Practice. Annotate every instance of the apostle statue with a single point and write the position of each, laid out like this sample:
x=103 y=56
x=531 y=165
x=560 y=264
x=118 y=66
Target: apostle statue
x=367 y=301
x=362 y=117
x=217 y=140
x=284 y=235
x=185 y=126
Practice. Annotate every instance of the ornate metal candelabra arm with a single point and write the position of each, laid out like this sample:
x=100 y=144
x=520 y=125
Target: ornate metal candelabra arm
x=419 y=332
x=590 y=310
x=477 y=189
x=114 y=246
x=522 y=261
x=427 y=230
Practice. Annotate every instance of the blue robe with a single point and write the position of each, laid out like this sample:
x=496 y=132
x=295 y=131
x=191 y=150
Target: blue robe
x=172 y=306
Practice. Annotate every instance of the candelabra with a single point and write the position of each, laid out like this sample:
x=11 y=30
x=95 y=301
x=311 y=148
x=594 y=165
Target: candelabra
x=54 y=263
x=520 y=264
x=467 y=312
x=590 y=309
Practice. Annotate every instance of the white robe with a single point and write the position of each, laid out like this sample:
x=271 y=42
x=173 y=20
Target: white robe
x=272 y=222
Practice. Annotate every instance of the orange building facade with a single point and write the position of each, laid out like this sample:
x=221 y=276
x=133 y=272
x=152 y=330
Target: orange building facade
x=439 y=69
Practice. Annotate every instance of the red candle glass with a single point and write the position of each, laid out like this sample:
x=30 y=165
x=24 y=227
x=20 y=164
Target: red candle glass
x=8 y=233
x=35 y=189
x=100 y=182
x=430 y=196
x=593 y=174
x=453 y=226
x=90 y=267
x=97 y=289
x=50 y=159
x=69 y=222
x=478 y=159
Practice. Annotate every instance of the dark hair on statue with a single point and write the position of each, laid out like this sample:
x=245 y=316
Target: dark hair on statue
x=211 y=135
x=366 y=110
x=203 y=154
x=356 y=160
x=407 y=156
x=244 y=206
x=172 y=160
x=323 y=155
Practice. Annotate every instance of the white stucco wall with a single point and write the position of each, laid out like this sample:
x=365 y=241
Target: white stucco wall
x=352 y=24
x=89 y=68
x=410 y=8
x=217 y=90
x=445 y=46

━━━━━━━━━━━━━━━━

* Request:
Reproduce everything in the listing from the line containing "Practice. Annotate every instance of the red" down to the line containing "x=478 y=159", substituting "red votive glass" for "red candle glass" and leaving everything else unchanged.

* Response:
Practice. Annotate every instance of the red votive glass with a single point and write the position of each, laid out like this sample:
x=30 y=165
x=24 y=227
x=20 y=164
Target: red votive glass
x=8 y=233
x=35 y=189
x=100 y=182
x=430 y=196
x=593 y=174
x=453 y=226
x=90 y=267
x=97 y=289
x=50 y=159
x=69 y=222
x=478 y=159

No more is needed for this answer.